▶ What to produce: Rewrite every one of the records below as a Markdown table with two columns, "Row" and "Line", and omit any blank lines.

▶ Source records:

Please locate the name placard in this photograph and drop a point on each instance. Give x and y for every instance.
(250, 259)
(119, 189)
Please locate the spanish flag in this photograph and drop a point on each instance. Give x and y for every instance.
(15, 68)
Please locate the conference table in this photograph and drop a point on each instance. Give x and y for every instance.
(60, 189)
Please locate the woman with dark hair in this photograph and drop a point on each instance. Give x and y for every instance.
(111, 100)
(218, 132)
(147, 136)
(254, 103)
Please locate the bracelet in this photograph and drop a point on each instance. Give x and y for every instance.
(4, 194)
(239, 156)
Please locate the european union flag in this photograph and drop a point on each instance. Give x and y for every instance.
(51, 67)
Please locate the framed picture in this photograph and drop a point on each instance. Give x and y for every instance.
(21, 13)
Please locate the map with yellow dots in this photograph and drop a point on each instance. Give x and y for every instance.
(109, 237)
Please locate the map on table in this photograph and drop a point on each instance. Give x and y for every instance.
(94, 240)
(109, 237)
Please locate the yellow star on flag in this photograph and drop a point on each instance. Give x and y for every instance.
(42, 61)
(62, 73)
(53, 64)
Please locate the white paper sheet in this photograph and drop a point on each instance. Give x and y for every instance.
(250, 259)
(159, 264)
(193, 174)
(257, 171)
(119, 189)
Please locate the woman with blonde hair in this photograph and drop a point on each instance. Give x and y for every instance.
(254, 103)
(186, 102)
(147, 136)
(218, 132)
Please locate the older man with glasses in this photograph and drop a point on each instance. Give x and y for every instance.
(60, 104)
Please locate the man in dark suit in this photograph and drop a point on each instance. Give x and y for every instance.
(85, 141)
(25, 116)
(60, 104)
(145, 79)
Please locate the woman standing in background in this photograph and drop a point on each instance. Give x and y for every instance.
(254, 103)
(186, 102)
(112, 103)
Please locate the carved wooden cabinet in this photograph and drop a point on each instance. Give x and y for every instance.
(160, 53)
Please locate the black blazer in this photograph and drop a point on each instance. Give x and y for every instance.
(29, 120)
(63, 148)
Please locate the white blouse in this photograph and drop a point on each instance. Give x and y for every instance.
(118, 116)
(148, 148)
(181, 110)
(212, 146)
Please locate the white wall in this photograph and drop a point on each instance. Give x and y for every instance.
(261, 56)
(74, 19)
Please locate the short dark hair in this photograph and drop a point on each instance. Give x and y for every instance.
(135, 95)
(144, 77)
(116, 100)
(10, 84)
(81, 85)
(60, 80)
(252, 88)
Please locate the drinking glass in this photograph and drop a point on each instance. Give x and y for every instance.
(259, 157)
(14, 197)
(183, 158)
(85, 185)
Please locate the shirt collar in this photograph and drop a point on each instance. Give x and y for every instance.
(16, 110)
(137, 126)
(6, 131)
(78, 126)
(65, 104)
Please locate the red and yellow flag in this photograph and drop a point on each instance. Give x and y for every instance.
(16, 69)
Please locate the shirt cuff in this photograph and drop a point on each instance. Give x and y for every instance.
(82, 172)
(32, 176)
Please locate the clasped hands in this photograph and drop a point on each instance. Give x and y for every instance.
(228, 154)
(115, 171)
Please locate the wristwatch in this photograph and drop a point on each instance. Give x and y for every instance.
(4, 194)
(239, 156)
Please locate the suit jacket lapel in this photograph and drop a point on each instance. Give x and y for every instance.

▶ Task solution:
| Row | Line |
|---|---|
| 1 | Please locate the name placard in this photograph and drop a point on each instance. Give x and y for every instance. |
| 2 | (250, 259) |
| 3 | (119, 189) |
| 4 | Please locate the spanish flag in this photograph and drop a point on each instance. Give x and y for every instance. |
| 5 | (15, 68) |
| 6 | Please locate the conference table in this photograph and drop a point on each instance. Give x and y for every instance. |
| 7 | (60, 189) |
| 8 | Please locate the woman with dark hair in this photograph and drop a point on each instance. Give x and y for every instance. |
| 9 | (111, 100) |
| 10 | (218, 132) |
| 11 | (147, 136) |
| 12 | (254, 103) |
| 13 | Please locate the bracelet in this photograph and drop a point on each instance. Give x and y for every instance. |
| 14 | (4, 194) |
| 15 | (239, 156) |
| 16 | Please locate the european union flag in this photograph and drop a point on each instance. Give x and y for every instance. |
| 17 | (51, 67) |
| 18 | Please locate the framed picture in this photograph and drop a point on each instance. Give x and y for every instance. |
| 19 | (21, 13) |
| 20 | Please locate the map with yellow dots in this photograph and drop a point on each instance. Give x and y for every instance. |
| 21 | (109, 237) |
| 22 | Please locate the map on table in this photograph and drop a point on each instance. Give x and y for every instance. |
| 23 | (94, 240) |
| 24 | (109, 237) |
| 25 | Please locate the yellow star on flag in this photograph and drop a point on each instance. Give x and y for every instance. |
| 26 | (42, 61) |
| 27 | (62, 73) |
| 28 | (53, 64) |
| 29 | Please locate the white paper sheet in this photograph and drop a point on each instance. Give x and y for every instance. |
| 30 | (250, 259) |
| 31 | (159, 264) |
| 32 | (193, 174) |
| 33 | (257, 171) |
| 34 | (119, 189) |
| 35 | Please locate the woman with blonde hair in this photograph and drop a point on each instance. Give x and y for every instance. |
| 36 | (254, 103) |
| 37 | (186, 102) |
| 38 | (147, 136) |
| 39 | (218, 132) |
| 40 | Please locate the older man with glasses in this photograph and drop a point on each instance. Give x and y for every instance. |
| 41 | (60, 104) |
| 42 | Please locate the man in dark suit in this photograph and drop a point on each instance. Give x and y for every instance. |
| 43 | (85, 141) |
| 44 | (25, 116) |
| 45 | (60, 104) |
| 46 | (145, 79) |
| 47 | Please locate the woman standing in background in this photograph and drop a point on each instance. Give x and y for every instance. |
| 48 | (254, 103) |
| 49 | (186, 102) |
| 50 | (112, 103) |
| 51 | Please locate the carved wooden cabinet in this photograph and drop a point on each instance. Give x and y for every instance. |
| 52 | (160, 53) |
| 53 | Please locate the black blazer in this photograph and drop a point on each instance. Give x and y for every instance. |
| 54 | (29, 120) |
| 55 | (63, 148) |
| 56 | Please locate the white blouse in this photograph and drop a point on each instance. Give x and y for every instance. |
| 57 | (118, 116) |
| 58 | (148, 148) |
| 59 | (181, 110) |
| 60 | (212, 146) |
| 61 | Please locate the white wall in this photograph and drop a point on each instance. Give x and y for every instance. |
| 62 | (261, 56) |
| 63 | (74, 19) |
| 64 | Please locate the short dark hair in this photograph and drop a point on each instance. Give x and y for every instance. |
| 65 | (135, 95) |
| 66 | (144, 77) |
| 67 | (116, 100) |
| 68 | (10, 84) |
| 69 | (81, 85) |
| 70 | (60, 80) |
| 71 | (252, 88) |
| 72 | Please locate the drinking glass in this photograph and drop a point on each instance. Give x and y for every instance. |
| 73 | (259, 157) |
| 74 | (14, 197) |
| 75 | (183, 158) |
| 76 | (85, 185) |
| 77 | Please locate the shirt collar in this photograph and drop a point on each instance. Give x and y for every instance. |
| 78 | (16, 110) |
| 79 | (137, 126) |
| 80 | (6, 131) |
| 81 | (78, 126) |
| 82 | (65, 104) |
| 83 | Please locate the red and yellow flag in this photograph and drop a point on each instance. Give x and y for every instance. |
| 84 | (16, 69) |
| 85 | Please locate the shirt cuff in this photograph and drop a point on each instance. Give x and y for every instance. |
| 86 | (82, 172) |
| 87 | (32, 176) |
| 88 | Please locate the clasped hands in this photograph and drop a point on each instance. Give x and y for every instance. |
| 89 | (228, 154) |
| 90 | (115, 171) |
| 91 | Please locate the wristwatch in this photograph and drop a point on each instance. Give x and y for every instance. |
| 92 | (4, 194) |
| 93 | (239, 156) |
| 94 | Please locate the suit jacket lapel in this photograph and drop a point on each instance. Give x and y for every instance. |